• _Problem description_
Copy the data exactly, pictures aside.

[Data extracted from a collection]
###
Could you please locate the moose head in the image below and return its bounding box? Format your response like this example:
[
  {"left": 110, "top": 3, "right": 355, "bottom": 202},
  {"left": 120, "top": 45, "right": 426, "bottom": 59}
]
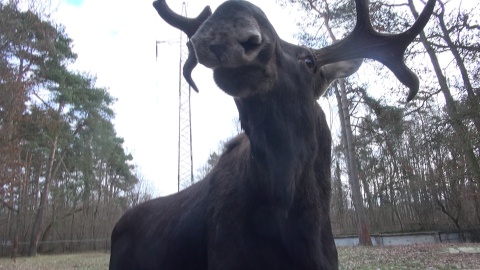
[
  {"left": 154, "top": 0, "right": 435, "bottom": 101},
  {"left": 109, "top": 1, "right": 435, "bottom": 269}
]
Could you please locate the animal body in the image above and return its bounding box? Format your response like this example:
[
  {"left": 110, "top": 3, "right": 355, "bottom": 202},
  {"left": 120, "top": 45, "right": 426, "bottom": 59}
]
[{"left": 109, "top": 0, "right": 435, "bottom": 269}]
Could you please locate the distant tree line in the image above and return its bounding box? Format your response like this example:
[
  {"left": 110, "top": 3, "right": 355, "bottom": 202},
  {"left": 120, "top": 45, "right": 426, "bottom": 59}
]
[{"left": 0, "top": 1, "right": 150, "bottom": 257}]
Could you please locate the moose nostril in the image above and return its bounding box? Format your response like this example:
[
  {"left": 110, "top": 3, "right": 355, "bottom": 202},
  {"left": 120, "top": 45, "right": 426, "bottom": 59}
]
[
  {"left": 209, "top": 44, "right": 227, "bottom": 59},
  {"left": 240, "top": 34, "right": 261, "bottom": 53}
]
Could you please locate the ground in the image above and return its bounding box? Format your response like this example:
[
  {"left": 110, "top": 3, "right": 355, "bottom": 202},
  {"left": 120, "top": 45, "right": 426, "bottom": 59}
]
[
  {"left": 338, "top": 243, "right": 480, "bottom": 269},
  {"left": 0, "top": 252, "right": 109, "bottom": 270},
  {"left": 0, "top": 243, "right": 478, "bottom": 269}
]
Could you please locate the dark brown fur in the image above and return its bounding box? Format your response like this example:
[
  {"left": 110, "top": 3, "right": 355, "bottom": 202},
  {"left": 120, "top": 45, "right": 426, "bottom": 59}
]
[{"left": 109, "top": 41, "right": 340, "bottom": 269}]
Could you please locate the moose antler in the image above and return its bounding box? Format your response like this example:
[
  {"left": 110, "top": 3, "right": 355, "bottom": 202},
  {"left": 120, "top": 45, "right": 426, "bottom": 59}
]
[
  {"left": 153, "top": 0, "right": 211, "bottom": 38},
  {"left": 153, "top": 0, "right": 212, "bottom": 92},
  {"left": 314, "top": 0, "right": 436, "bottom": 101}
]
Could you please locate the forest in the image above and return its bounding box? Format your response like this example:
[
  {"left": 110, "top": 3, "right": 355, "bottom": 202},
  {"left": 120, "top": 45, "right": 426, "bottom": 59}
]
[
  {"left": 0, "top": 0, "right": 150, "bottom": 256},
  {"left": 1, "top": 0, "right": 479, "bottom": 256}
]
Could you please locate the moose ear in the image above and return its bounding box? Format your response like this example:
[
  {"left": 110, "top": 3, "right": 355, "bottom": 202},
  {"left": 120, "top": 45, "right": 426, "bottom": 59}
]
[
  {"left": 315, "top": 58, "right": 362, "bottom": 97},
  {"left": 321, "top": 58, "right": 363, "bottom": 85}
]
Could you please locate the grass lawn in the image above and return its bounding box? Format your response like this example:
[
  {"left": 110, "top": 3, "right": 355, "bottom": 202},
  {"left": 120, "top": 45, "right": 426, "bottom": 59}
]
[
  {"left": 338, "top": 243, "right": 480, "bottom": 269},
  {"left": 0, "top": 252, "right": 109, "bottom": 270},
  {"left": 0, "top": 243, "right": 478, "bottom": 269}
]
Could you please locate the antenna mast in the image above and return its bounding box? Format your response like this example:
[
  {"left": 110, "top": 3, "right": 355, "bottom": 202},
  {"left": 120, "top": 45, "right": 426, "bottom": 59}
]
[{"left": 177, "top": 2, "right": 194, "bottom": 191}]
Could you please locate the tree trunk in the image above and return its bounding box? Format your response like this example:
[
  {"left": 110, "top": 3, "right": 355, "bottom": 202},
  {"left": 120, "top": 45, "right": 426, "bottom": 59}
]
[
  {"left": 334, "top": 83, "right": 373, "bottom": 246},
  {"left": 28, "top": 134, "right": 58, "bottom": 256}
]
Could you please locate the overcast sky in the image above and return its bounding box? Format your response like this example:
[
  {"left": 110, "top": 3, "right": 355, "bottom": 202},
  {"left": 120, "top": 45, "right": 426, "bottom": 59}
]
[{"left": 52, "top": 0, "right": 299, "bottom": 196}]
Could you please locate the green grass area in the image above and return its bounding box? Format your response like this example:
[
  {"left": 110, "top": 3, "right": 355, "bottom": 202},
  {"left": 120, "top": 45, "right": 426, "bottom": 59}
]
[
  {"left": 0, "top": 243, "right": 478, "bottom": 269},
  {"left": 0, "top": 252, "right": 109, "bottom": 270}
]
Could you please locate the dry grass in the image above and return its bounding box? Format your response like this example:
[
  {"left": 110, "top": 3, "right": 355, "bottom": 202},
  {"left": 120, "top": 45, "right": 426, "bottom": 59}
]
[
  {"left": 0, "top": 243, "right": 478, "bottom": 269},
  {"left": 0, "top": 252, "right": 109, "bottom": 270},
  {"left": 338, "top": 243, "right": 480, "bottom": 270}
]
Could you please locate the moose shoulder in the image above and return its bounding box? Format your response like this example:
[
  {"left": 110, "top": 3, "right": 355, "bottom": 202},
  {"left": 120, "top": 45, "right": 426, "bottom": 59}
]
[{"left": 109, "top": 0, "right": 435, "bottom": 269}]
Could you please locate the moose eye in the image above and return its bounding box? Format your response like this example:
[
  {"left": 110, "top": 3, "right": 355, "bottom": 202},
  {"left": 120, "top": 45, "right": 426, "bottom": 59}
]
[{"left": 304, "top": 56, "right": 315, "bottom": 69}]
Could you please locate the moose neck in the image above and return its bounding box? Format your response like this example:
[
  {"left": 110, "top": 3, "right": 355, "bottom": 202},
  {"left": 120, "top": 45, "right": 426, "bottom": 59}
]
[{"left": 233, "top": 74, "right": 319, "bottom": 212}]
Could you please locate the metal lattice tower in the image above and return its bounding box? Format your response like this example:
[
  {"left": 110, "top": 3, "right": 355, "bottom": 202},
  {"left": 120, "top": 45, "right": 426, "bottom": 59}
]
[{"left": 177, "top": 2, "right": 194, "bottom": 192}]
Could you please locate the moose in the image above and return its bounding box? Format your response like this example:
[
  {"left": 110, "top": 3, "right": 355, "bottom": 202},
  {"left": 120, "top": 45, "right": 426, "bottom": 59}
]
[{"left": 109, "top": 0, "right": 435, "bottom": 269}]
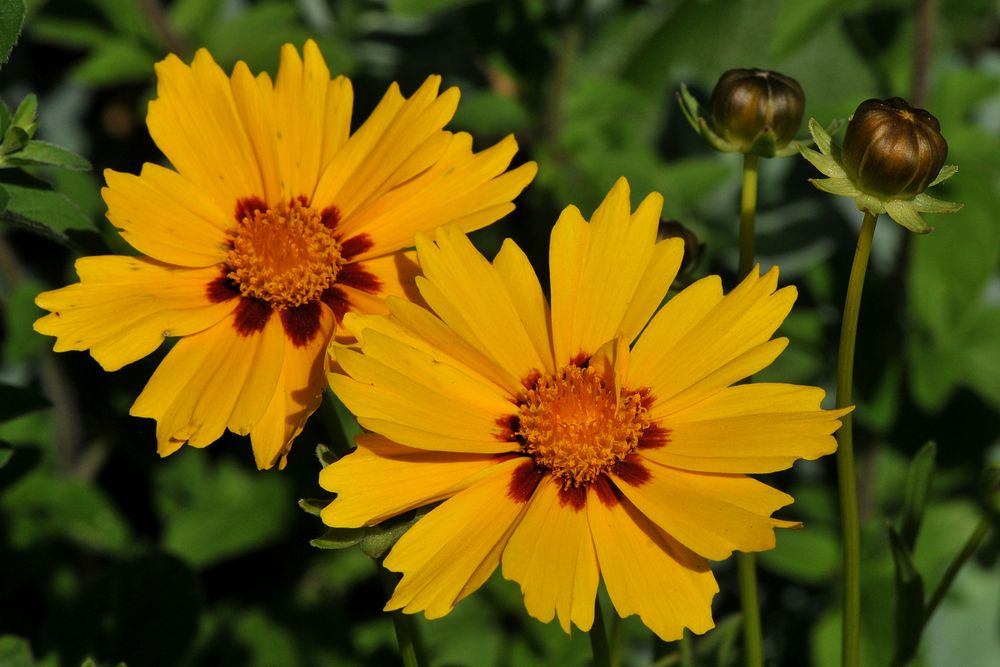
###
• _Result_
Could you please locate the moose head in the image below and return its bounding box? Format your response like this example:
[
  {"left": 110, "top": 3, "right": 355, "bottom": 202},
  {"left": 120, "top": 45, "right": 426, "bottom": 59}
]
[
  {"left": 154, "top": 0, "right": 435, "bottom": 101},
  {"left": 109, "top": 1, "right": 435, "bottom": 269}
]
Could you please locate the animal body in the image above and return its bounding box? Format your response like this example:
[
  {"left": 110, "top": 3, "right": 355, "bottom": 202},
  {"left": 120, "top": 45, "right": 426, "bottom": 59}
]
[{"left": 109, "top": 0, "right": 435, "bottom": 269}]
Could you please locate the distant tree line in the image above and return its bounding box? Format your response like this example:
[
  {"left": 110, "top": 3, "right": 355, "bottom": 202},
  {"left": 120, "top": 45, "right": 426, "bottom": 59}
]
[{"left": 0, "top": 1, "right": 150, "bottom": 257}]
Could you please locate the moose nostril in the image above and return its bounding box? Format your response like this example:
[
  {"left": 110, "top": 3, "right": 355, "bottom": 202},
  {"left": 120, "top": 45, "right": 426, "bottom": 59}
]
[
  {"left": 209, "top": 44, "right": 227, "bottom": 59},
  {"left": 240, "top": 34, "right": 261, "bottom": 53}
]
Could you please locate the ground in the image above and return its bounding box? Format your response like this example:
[
  {"left": 110, "top": 3, "right": 355, "bottom": 202},
  {"left": 120, "top": 45, "right": 426, "bottom": 59}
]
[
  {"left": 338, "top": 243, "right": 480, "bottom": 269},
  {"left": 0, "top": 252, "right": 109, "bottom": 270},
  {"left": 0, "top": 243, "right": 478, "bottom": 269}
]
Could you please locate the dark brown fur in the image above and return its bounding box? Format your response like this example:
[
  {"left": 110, "top": 3, "right": 355, "bottom": 202},
  {"left": 120, "top": 45, "right": 426, "bottom": 59}
]
[{"left": 109, "top": 41, "right": 340, "bottom": 269}]
Could you please locate the moose antler in the image above and return its bounding box? Format your response like this example:
[
  {"left": 110, "top": 3, "right": 355, "bottom": 202},
  {"left": 120, "top": 45, "right": 426, "bottom": 59}
]
[
  {"left": 153, "top": 0, "right": 211, "bottom": 38},
  {"left": 153, "top": 0, "right": 212, "bottom": 92},
  {"left": 314, "top": 0, "right": 436, "bottom": 101}
]
Could you please locate the forest in the image above and return its bounding box? Format your response like this example:
[
  {"left": 110, "top": 3, "right": 355, "bottom": 202},
  {"left": 120, "top": 45, "right": 426, "bottom": 59}
]
[
  {"left": 0, "top": 0, "right": 150, "bottom": 256},
  {"left": 1, "top": 0, "right": 479, "bottom": 256}
]
Could you please locate the moose ear in the image above and return its bounding box? Format your response like this example:
[
  {"left": 110, "top": 3, "right": 355, "bottom": 202},
  {"left": 120, "top": 45, "right": 426, "bottom": 59}
]
[
  {"left": 315, "top": 58, "right": 362, "bottom": 97},
  {"left": 321, "top": 58, "right": 363, "bottom": 85}
]
Could you please locate the grass lawn in the image above and return its bounding box? Format your response like this example:
[
  {"left": 110, "top": 3, "right": 355, "bottom": 202},
  {"left": 120, "top": 45, "right": 426, "bottom": 59}
]
[
  {"left": 338, "top": 243, "right": 480, "bottom": 269},
  {"left": 0, "top": 252, "right": 109, "bottom": 270},
  {"left": 0, "top": 243, "right": 478, "bottom": 269}
]
Could you please locate the antenna mast in the image above and return its bounding box? Format your response like this example:
[
  {"left": 110, "top": 3, "right": 355, "bottom": 202},
  {"left": 120, "top": 45, "right": 426, "bottom": 59}
]
[{"left": 177, "top": 2, "right": 194, "bottom": 191}]
Could you please locate the tree trunk in the image above and return its bounding box? Format your response like this example:
[
  {"left": 110, "top": 3, "right": 355, "bottom": 202},
  {"left": 120, "top": 45, "right": 426, "bottom": 59}
]
[
  {"left": 334, "top": 83, "right": 373, "bottom": 246},
  {"left": 28, "top": 134, "right": 58, "bottom": 256}
]
Could you please locate the overcast sky in the image above and return its bounding box? Format your response like this example:
[
  {"left": 110, "top": 3, "right": 355, "bottom": 202},
  {"left": 120, "top": 45, "right": 426, "bottom": 59}
]
[{"left": 52, "top": 0, "right": 299, "bottom": 196}]
Could you please locate the green grass area in the image above and return its bounding box? Format your response like this example:
[
  {"left": 110, "top": 3, "right": 355, "bottom": 202},
  {"left": 120, "top": 45, "right": 426, "bottom": 59}
]
[
  {"left": 0, "top": 243, "right": 478, "bottom": 269},
  {"left": 0, "top": 252, "right": 109, "bottom": 270}
]
Could you please locate the dry grass in the image above and return its bounding box? Format your response like this example:
[
  {"left": 110, "top": 3, "right": 355, "bottom": 202},
  {"left": 120, "top": 45, "right": 426, "bottom": 59}
]
[
  {"left": 0, "top": 243, "right": 478, "bottom": 269},
  {"left": 0, "top": 252, "right": 109, "bottom": 270},
  {"left": 338, "top": 243, "right": 480, "bottom": 270}
]
Could you please locate the moose shoulder in the image above and return its bounding box? Format your response like this example:
[
  {"left": 110, "top": 3, "right": 355, "bottom": 202},
  {"left": 120, "top": 45, "right": 426, "bottom": 59}
]
[{"left": 109, "top": 0, "right": 435, "bottom": 269}]
Could you please locate the moose eye in the image above and return its bounding box? Format your response like this example:
[
  {"left": 110, "top": 3, "right": 355, "bottom": 202},
  {"left": 120, "top": 45, "right": 426, "bottom": 59}
]
[{"left": 304, "top": 56, "right": 315, "bottom": 69}]
Could you please locate the moose neck in the image above and return its bounding box? Format your response like this example:
[
  {"left": 110, "top": 3, "right": 355, "bottom": 202},
  {"left": 120, "top": 45, "right": 426, "bottom": 59}
]
[{"left": 233, "top": 74, "right": 319, "bottom": 212}]
Could you please locate the metal lattice tower in the image above and return its bounding box? Format your response like this example:
[
  {"left": 110, "top": 3, "right": 355, "bottom": 202},
  {"left": 120, "top": 45, "right": 426, "bottom": 59}
]
[{"left": 177, "top": 2, "right": 194, "bottom": 192}]
Could you please locate the moose in the image above and return its bounding box? Format your response like this example:
[
  {"left": 110, "top": 3, "right": 355, "bottom": 202},
  {"left": 120, "top": 45, "right": 426, "bottom": 59}
]
[{"left": 109, "top": 0, "right": 435, "bottom": 269}]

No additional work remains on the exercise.